Your objective | Swap every occurrence of "even-odd rule" in the listing below for "nonzero winding rule", and reproduce the listing otherwise unchanged.

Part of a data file
— Begin —

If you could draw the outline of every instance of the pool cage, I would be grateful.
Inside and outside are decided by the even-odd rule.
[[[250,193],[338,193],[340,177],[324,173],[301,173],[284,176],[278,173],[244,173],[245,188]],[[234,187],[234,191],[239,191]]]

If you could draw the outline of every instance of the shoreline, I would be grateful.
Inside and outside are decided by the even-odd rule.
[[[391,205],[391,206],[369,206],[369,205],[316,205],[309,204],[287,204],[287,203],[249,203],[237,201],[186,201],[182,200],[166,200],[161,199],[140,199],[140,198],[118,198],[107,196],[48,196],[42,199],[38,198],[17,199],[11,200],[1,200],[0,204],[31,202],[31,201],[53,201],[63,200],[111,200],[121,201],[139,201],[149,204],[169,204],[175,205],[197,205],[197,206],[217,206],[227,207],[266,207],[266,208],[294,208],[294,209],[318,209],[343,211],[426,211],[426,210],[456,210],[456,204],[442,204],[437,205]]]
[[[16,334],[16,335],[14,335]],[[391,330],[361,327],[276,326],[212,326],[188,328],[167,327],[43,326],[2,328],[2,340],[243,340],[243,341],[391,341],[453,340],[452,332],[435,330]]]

— End —

The answer |
If you could draw the outline of every instance of the pool cage, I would be grateful.
Inside and outside are decided by the nonzero winding rule.
[[[250,193],[338,193],[340,177],[324,173],[301,173],[284,176],[278,173],[244,173],[245,188]],[[234,187],[234,191],[239,191]]]

If you could draw the outline of every instance of the shoreline, I would be grateful.
Inside and outside are decided by the nonzero winding rule.
[[[391,205],[391,206],[369,206],[369,205],[316,205],[309,204],[287,204],[287,203],[249,203],[237,201],[186,201],[182,200],[166,200],[161,199],[140,199],[140,198],[118,198],[107,196],[48,196],[42,199],[38,198],[17,199],[11,200],[1,200],[0,204],[31,202],[31,201],[53,201],[63,200],[111,200],[121,201],[139,201],[149,204],[169,204],[175,205],[197,205],[197,206],[217,206],[227,207],[266,207],[266,208],[294,208],[294,209],[318,209],[343,211],[426,211],[426,210],[456,210],[456,204],[442,204],[437,205]]]
[[[16,334],[16,335],[14,335]],[[391,330],[361,327],[276,326],[212,326],[188,328],[167,327],[43,326],[2,328],[2,340],[243,340],[243,341],[391,341],[453,340],[452,332],[435,330]]]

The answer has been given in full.